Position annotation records
◆ ◆ ◆

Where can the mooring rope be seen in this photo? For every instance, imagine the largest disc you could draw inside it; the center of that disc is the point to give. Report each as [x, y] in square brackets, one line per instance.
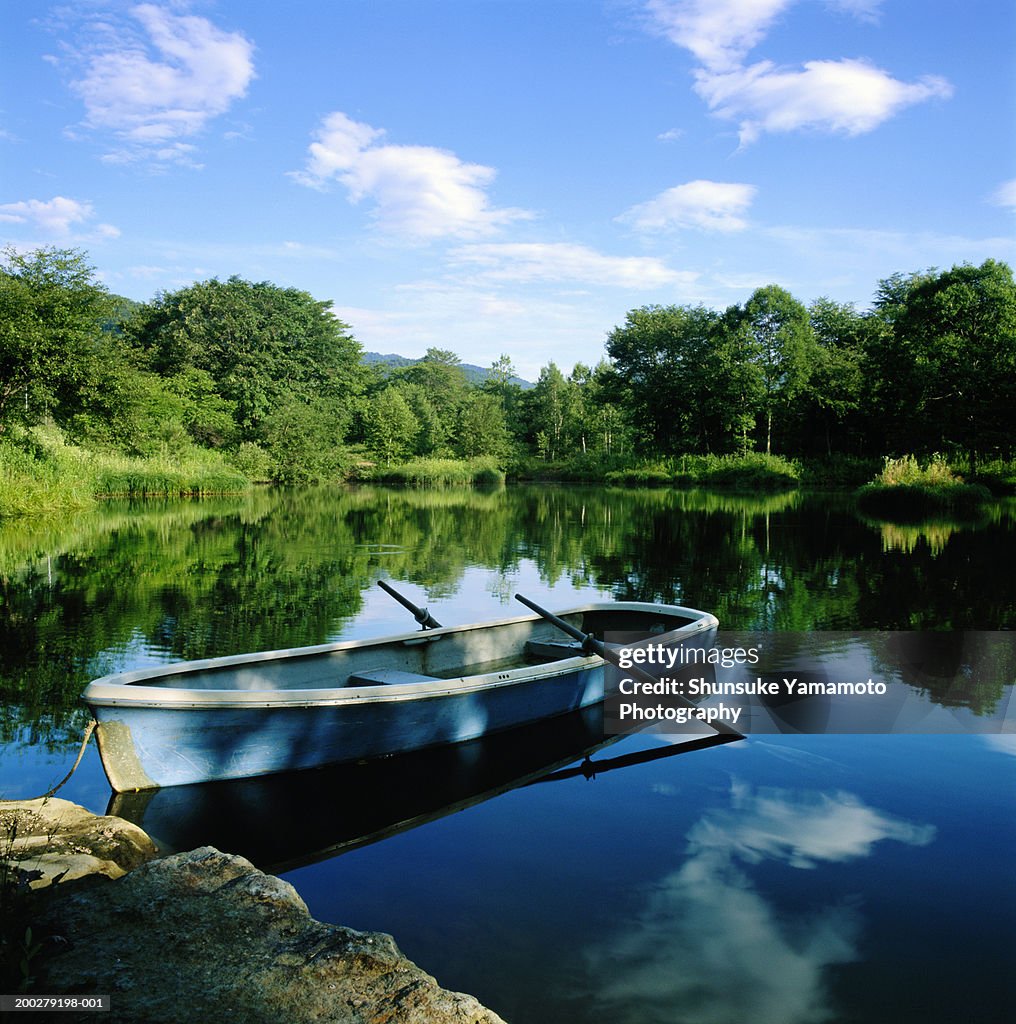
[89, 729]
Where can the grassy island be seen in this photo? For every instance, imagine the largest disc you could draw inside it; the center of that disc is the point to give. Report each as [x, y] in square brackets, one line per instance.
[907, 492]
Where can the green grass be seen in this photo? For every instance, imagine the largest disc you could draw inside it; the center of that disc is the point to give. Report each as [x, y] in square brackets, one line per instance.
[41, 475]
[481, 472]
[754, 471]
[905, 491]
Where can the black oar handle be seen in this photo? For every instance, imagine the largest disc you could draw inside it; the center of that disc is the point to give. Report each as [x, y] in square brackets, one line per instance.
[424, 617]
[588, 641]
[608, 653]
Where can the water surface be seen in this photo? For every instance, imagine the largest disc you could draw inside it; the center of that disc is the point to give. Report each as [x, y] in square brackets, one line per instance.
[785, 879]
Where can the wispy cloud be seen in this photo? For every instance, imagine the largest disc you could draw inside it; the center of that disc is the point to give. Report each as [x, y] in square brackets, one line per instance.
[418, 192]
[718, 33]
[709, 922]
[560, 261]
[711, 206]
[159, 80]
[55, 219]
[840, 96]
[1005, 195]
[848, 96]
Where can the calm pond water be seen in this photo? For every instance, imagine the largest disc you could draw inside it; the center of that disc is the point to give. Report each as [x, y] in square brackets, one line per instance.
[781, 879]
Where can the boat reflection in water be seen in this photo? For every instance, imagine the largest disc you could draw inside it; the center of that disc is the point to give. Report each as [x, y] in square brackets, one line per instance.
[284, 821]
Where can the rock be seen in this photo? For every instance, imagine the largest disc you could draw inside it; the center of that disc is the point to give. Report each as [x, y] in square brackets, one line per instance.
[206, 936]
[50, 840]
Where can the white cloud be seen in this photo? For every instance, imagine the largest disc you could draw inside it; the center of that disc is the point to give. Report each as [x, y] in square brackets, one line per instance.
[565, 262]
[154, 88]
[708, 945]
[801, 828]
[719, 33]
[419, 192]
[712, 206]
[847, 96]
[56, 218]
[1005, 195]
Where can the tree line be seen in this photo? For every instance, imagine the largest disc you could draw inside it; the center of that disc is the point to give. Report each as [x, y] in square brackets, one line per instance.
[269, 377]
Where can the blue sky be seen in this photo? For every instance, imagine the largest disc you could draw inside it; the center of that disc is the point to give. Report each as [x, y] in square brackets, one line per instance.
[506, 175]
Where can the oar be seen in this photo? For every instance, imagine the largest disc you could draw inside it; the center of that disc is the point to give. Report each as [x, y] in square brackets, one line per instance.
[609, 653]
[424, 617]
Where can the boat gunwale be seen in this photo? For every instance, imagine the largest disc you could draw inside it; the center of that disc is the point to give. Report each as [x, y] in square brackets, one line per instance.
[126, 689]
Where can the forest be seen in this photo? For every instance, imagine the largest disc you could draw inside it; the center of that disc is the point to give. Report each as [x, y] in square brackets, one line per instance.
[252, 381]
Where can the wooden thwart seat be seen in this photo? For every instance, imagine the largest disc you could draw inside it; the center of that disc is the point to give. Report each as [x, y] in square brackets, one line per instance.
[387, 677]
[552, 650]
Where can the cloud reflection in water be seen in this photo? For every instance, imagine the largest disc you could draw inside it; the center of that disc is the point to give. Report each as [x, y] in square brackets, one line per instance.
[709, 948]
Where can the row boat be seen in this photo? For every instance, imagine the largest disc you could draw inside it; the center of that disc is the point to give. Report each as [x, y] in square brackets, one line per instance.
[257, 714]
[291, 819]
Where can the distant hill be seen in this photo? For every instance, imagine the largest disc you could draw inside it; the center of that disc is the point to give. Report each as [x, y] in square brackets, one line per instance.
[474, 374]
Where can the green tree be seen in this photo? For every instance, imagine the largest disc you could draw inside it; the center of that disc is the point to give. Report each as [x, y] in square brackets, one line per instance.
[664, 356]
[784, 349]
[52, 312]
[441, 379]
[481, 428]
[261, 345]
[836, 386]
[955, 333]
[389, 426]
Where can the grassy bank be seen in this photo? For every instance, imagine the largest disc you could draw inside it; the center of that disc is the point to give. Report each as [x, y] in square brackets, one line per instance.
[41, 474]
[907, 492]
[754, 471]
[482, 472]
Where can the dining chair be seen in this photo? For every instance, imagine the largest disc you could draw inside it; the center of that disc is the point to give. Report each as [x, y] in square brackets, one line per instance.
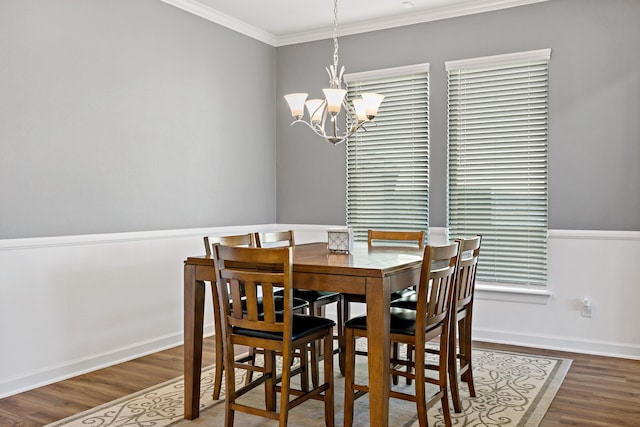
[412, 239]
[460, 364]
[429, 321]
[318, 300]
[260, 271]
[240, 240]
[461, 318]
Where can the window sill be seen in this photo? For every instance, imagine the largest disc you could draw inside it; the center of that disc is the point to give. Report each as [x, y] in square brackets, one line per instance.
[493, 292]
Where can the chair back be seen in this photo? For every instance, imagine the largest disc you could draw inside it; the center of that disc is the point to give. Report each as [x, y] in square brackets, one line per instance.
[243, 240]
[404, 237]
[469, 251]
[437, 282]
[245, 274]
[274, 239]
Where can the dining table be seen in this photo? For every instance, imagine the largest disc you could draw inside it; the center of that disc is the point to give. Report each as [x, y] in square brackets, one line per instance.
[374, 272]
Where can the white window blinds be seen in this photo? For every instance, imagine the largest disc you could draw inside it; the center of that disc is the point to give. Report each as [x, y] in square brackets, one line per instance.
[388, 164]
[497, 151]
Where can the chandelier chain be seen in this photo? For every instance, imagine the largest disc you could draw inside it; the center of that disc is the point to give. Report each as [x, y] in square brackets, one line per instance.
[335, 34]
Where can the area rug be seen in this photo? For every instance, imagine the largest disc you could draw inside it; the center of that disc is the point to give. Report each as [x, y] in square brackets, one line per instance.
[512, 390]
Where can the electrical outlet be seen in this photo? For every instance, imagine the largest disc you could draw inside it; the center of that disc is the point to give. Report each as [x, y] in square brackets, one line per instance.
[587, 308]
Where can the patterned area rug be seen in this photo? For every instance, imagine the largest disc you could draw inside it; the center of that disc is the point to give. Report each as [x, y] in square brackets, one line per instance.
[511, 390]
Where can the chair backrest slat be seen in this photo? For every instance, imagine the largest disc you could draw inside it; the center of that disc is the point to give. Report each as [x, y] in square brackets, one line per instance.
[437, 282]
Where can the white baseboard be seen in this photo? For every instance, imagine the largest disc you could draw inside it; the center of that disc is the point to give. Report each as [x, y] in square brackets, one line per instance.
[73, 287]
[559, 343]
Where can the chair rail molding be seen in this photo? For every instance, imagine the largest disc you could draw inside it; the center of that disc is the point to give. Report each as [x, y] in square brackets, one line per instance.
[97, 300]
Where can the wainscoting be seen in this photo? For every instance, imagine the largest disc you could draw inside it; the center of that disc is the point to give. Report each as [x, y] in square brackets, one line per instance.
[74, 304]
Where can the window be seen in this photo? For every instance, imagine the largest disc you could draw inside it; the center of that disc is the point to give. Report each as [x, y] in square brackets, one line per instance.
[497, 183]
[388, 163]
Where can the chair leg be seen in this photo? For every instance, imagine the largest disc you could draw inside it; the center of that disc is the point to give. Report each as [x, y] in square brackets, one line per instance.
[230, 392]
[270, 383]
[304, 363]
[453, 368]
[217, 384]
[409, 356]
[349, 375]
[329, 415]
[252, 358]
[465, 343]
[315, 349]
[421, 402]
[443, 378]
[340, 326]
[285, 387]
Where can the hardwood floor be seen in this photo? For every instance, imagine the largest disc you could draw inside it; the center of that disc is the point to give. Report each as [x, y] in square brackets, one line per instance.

◆ ◆ ◆

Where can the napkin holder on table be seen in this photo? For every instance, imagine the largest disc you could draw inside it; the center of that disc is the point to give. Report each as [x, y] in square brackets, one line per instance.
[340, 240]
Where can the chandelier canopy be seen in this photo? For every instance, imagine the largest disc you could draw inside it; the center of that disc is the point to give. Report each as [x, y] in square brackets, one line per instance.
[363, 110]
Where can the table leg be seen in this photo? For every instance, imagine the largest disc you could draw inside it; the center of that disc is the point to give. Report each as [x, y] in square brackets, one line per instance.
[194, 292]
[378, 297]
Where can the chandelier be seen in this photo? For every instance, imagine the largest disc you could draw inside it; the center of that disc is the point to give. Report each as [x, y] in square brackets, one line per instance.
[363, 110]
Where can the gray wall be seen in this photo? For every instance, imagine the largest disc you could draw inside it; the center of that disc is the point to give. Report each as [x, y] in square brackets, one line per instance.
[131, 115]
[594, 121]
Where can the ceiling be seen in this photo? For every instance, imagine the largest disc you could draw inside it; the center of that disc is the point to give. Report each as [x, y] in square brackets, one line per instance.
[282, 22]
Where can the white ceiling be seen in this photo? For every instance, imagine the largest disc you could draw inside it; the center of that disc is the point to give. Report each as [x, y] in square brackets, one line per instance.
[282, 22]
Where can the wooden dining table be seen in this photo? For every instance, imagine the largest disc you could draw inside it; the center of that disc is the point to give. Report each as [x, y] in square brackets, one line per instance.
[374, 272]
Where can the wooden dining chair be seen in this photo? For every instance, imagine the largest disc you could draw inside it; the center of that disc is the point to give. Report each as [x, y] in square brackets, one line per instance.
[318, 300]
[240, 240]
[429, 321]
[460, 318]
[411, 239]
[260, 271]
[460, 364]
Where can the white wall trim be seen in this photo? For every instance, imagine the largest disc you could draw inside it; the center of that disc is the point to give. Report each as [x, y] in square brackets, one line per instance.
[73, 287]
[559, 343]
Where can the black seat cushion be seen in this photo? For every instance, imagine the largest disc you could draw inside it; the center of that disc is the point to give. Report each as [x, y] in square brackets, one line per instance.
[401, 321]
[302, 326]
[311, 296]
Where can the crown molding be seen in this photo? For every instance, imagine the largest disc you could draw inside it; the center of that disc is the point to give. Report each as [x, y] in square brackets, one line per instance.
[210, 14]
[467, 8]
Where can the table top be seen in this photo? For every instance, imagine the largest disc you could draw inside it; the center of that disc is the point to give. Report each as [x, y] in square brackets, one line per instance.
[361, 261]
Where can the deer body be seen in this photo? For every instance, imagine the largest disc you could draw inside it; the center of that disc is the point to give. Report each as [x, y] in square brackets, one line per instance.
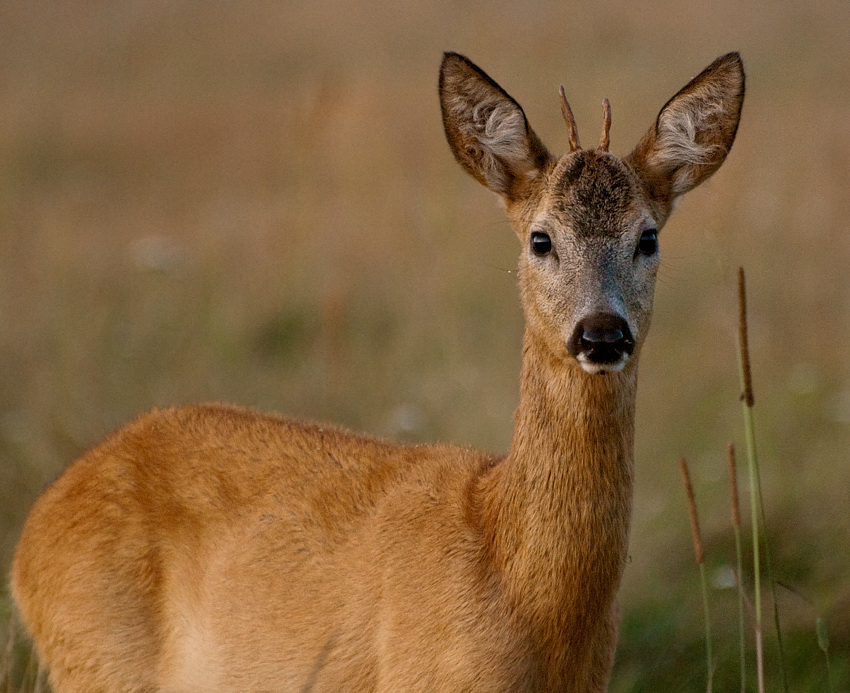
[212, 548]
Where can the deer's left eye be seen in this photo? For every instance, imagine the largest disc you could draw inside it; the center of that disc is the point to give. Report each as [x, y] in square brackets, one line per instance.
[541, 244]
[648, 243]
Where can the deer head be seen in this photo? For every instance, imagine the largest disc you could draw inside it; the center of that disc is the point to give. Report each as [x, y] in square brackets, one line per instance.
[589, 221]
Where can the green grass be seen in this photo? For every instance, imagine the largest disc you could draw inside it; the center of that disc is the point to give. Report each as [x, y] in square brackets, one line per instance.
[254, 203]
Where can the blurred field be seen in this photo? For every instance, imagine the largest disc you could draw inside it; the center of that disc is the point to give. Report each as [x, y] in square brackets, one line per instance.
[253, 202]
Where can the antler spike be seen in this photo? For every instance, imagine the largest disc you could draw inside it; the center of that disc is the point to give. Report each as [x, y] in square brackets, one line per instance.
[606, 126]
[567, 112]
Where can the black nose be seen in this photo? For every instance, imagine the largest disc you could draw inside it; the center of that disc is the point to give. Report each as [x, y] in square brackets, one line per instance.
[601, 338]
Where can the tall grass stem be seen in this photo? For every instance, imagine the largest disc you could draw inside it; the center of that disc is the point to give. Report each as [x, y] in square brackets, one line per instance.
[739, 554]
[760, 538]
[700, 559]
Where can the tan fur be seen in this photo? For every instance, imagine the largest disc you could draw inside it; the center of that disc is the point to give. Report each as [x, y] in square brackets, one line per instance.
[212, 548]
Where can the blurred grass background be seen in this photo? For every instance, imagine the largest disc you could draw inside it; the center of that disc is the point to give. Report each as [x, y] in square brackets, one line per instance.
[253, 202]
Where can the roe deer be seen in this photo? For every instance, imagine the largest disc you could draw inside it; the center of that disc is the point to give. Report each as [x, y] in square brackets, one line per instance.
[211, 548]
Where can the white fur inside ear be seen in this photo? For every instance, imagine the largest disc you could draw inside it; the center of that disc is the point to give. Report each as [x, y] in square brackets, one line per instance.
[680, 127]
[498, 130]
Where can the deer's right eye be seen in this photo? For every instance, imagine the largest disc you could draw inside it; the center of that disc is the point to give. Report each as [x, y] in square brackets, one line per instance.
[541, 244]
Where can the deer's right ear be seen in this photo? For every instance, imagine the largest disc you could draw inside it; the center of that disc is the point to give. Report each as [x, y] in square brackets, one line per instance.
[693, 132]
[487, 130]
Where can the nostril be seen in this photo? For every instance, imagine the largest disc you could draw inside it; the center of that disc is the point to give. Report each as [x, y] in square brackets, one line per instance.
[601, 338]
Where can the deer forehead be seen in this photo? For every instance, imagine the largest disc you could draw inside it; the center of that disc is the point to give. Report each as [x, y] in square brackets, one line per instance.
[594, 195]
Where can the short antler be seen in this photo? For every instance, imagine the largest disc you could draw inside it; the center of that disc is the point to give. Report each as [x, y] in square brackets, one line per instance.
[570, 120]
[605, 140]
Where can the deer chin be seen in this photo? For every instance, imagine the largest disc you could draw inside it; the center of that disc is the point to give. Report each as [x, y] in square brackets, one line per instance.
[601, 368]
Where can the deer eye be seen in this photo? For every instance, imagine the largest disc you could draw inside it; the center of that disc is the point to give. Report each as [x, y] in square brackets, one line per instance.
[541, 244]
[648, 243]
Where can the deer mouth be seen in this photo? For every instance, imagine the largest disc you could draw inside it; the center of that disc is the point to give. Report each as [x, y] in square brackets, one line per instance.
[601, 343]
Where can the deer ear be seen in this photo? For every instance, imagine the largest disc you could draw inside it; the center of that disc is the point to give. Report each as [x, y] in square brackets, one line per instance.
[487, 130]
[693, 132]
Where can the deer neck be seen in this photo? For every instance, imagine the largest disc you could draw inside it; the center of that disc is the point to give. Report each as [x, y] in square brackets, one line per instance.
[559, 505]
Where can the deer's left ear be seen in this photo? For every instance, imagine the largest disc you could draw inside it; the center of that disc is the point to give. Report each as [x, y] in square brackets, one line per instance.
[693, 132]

◆ ◆ ◆

§ Task requirements:
Render the part of the material that opens with the line containing "Where can the white baseboard" and closes with the line containing "Where can the hardwood" as a JSON list of strings, one string per line and no blank lines, covering only those lines.

§ Output of the exercise:
[
  "Where can the white baseboard be seen in this photo? For every instance, imagine the largest disc you could draw inside it; the center of that disc is the point to give. Report each as [x, y] in square brackets, one line per instance.",
  "[73, 287]",
  "[559, 343]",
  "Where can the chair rail molding be seen in this photo? For every instance, imagine the largest disc you could draw inside it; the center of that disc is the point to give. Report each as [x, y] in square brackets, one line per instance.",
  "[97, 300]",
  "Where can the wainscoting be seen in this photo? For every instance, imagine the largest disc you could draw inside it; the center of that disc is the point to give. Report each as [x, y] in square brackets, one line per instance.",
  "[74, 304]",
  "Where can the window be seen in this photo? For every instance, imagine the largest disc you could draw inside it; the center of that disc is the point to give. Report each as [x, y] in square brackets, one line per instance.",
  "[497, 183]",
  "[388, 163]",
  "Where can the chair leg be seen in this photo? For every instance, imagine the largest disc you could draw inside it; the center of that disc is the point to give. Report each as [x, y] in square brackets, one line per instance.",
  "[230, 392]",
  "[270, 383]",
  "[304, 363]",
  "[453, 368]",
  "[217, 384]",
  "[409, 356]",
  "[349, 375]",
  "[329, 415]",
  "[252, 358]",
  "[465, 343]",
  "[315, 349]",
  "[421, 402]",
  "[443, 378]",
  "[340, 326]",
  "[285, 387]",
  "Where can the hardwood floor be seen in this photo? For every instance, imagine the largest disc you could draw inside it; the center of that disc is the point to give. Report each as [x, y] in square brackets, one line per instance."
]